Report every line of the listing that contains the word "orange", copying each such line in full.

══ The records ══

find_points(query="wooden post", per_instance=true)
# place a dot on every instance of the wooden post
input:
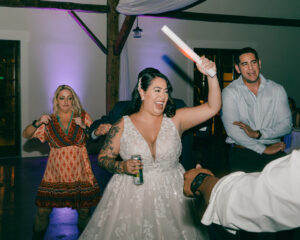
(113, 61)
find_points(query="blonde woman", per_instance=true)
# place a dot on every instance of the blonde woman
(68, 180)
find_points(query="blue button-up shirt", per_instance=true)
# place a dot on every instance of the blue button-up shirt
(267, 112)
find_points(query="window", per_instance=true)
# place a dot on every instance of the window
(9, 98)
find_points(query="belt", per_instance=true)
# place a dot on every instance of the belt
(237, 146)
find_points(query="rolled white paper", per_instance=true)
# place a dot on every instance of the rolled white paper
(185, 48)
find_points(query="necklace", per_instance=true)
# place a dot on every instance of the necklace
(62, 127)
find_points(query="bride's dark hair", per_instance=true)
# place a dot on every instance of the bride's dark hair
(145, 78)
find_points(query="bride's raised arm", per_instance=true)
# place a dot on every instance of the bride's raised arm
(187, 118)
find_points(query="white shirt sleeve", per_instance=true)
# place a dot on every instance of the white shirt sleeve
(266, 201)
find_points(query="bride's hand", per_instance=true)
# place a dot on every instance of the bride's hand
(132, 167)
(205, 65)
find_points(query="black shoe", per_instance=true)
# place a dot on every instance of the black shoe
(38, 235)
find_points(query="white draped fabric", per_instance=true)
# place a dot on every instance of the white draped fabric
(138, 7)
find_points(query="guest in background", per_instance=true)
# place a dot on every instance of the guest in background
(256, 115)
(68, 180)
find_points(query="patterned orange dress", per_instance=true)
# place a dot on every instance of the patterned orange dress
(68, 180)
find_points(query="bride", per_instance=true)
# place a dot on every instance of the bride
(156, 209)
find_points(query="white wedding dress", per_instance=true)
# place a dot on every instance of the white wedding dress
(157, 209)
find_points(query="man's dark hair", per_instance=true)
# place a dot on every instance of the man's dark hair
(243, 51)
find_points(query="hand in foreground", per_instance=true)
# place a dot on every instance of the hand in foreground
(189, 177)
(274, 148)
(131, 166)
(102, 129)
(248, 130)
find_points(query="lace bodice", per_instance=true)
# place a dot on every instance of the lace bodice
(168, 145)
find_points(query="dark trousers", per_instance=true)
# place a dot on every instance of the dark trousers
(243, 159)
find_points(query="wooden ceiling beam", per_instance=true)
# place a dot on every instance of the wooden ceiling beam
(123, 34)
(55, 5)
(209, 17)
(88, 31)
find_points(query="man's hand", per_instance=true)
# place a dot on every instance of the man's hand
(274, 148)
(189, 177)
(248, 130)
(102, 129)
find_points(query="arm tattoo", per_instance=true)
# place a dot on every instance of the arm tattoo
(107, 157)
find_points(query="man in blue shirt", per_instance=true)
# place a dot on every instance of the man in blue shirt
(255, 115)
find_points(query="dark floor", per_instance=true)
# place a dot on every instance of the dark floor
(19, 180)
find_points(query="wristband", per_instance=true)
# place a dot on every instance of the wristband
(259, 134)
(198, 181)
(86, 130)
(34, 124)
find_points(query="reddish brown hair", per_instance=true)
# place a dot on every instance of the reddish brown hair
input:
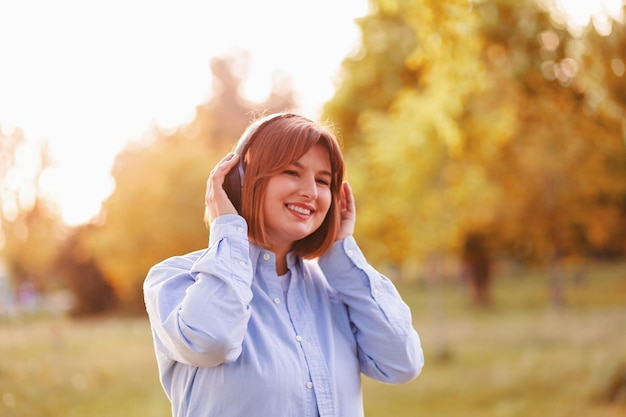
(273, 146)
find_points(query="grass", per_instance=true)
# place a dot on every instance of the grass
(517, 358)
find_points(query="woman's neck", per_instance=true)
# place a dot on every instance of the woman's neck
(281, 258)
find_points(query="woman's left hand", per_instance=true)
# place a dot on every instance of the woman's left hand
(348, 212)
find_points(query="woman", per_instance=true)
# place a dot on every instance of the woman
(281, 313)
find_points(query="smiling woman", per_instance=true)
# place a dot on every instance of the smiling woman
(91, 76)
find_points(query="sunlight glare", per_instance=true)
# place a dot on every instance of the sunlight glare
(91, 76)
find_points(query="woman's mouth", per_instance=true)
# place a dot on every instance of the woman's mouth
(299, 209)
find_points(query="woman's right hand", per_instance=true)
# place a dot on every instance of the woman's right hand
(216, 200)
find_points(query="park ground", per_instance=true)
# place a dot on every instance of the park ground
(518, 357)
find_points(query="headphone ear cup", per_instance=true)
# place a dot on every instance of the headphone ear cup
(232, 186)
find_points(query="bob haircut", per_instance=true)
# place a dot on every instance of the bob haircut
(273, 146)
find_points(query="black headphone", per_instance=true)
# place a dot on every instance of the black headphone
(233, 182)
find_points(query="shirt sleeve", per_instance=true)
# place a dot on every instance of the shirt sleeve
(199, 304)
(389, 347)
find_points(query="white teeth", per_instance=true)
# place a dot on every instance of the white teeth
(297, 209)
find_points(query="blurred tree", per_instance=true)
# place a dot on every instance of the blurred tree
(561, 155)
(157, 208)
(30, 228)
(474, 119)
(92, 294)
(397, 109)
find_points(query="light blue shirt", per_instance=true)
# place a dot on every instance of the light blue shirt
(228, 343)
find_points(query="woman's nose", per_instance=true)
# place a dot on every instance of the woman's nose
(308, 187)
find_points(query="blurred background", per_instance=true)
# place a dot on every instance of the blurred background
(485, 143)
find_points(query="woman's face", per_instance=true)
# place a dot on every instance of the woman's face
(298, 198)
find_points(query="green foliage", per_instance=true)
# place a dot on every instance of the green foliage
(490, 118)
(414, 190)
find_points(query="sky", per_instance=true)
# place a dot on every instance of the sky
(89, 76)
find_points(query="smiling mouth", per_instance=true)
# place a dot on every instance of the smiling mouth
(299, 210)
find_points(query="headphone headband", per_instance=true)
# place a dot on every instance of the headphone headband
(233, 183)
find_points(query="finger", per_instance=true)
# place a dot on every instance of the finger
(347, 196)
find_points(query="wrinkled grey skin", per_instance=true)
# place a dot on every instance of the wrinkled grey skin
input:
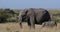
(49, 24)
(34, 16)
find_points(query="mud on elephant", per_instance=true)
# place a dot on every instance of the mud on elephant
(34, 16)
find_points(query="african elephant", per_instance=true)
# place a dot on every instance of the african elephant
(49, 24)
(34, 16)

═══
══ The records ══

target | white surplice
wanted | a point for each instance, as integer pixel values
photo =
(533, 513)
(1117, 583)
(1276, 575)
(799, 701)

═══
══ The records ══

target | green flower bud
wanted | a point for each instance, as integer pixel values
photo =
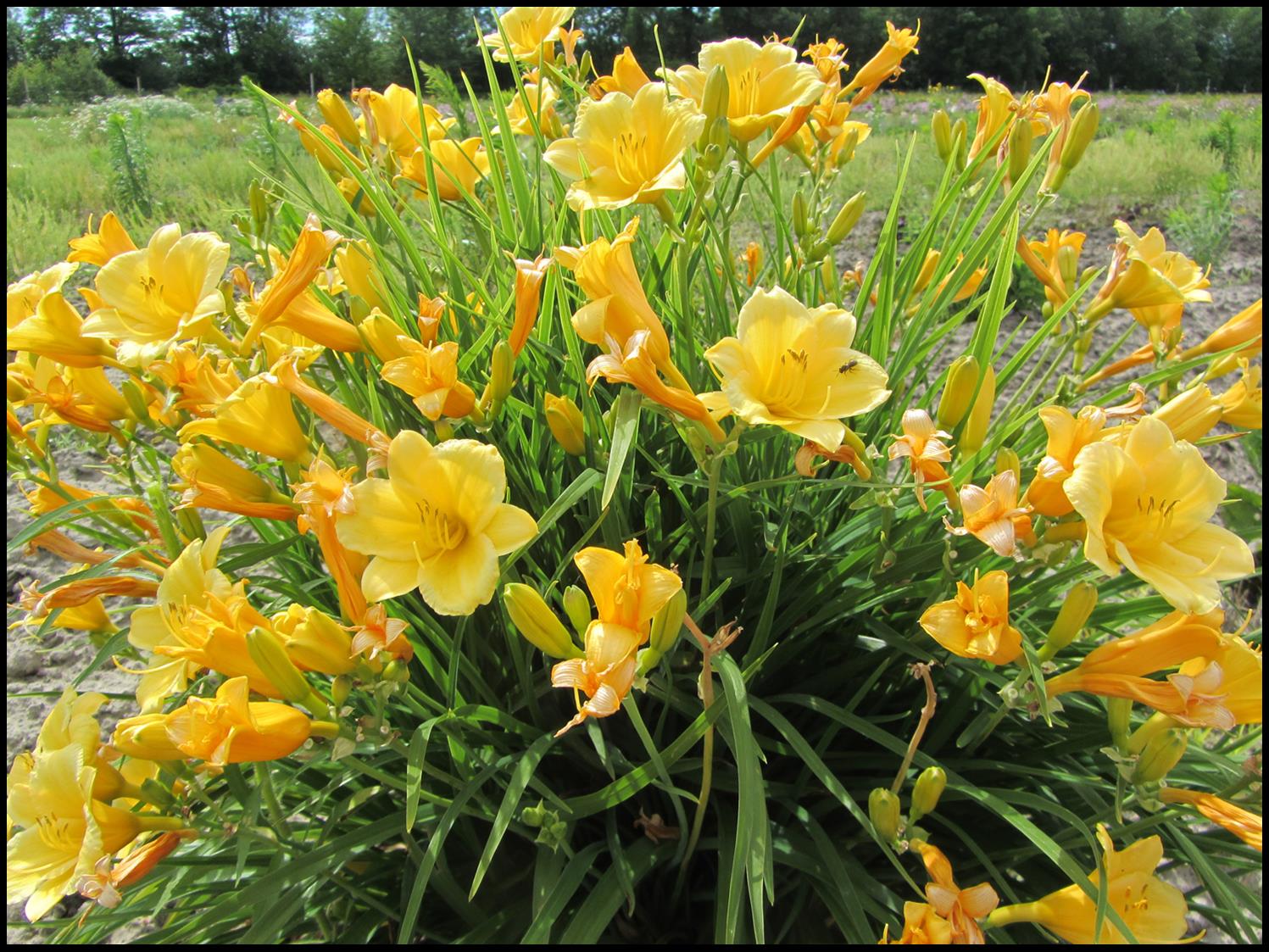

═══

Output for this exercise:
find_points(query="patterned orange dress", per_instance=true)
# place a dot on every instance of the patterned orange dress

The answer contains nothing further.